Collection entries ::
========
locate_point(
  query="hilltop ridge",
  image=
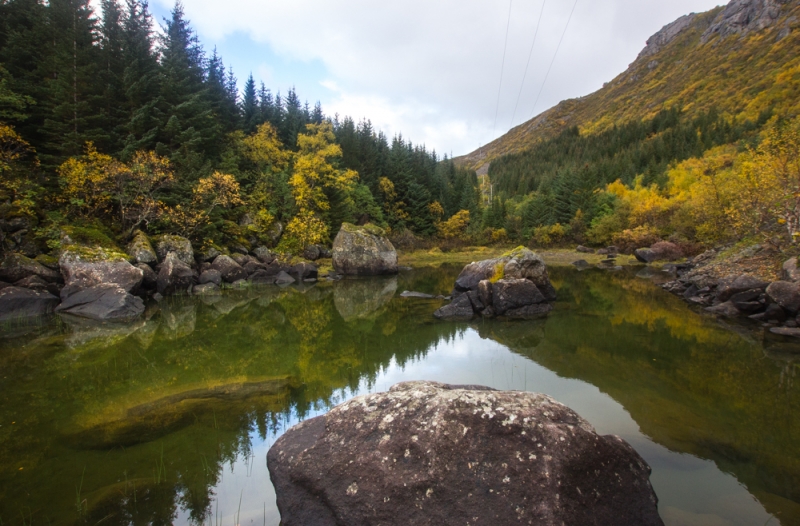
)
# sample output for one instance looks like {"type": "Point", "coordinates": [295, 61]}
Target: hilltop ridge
{"type": "Point", "coordinates": [741, 59]}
========
Aim :: Turn every line of the material above into a numbered list, omitting any blank lines. Exclude the pictures from the answer.

Correct answer ::
1. locate_point(
2.   query="hilltop ridge",
3.   image=
4. )
5. # sample output for one instance looks like {"type": "Point", "coordinates": [295, 61]}
6. Target: hilltop ridge
7. {"type": "Point", "coordinates": [741, 59]}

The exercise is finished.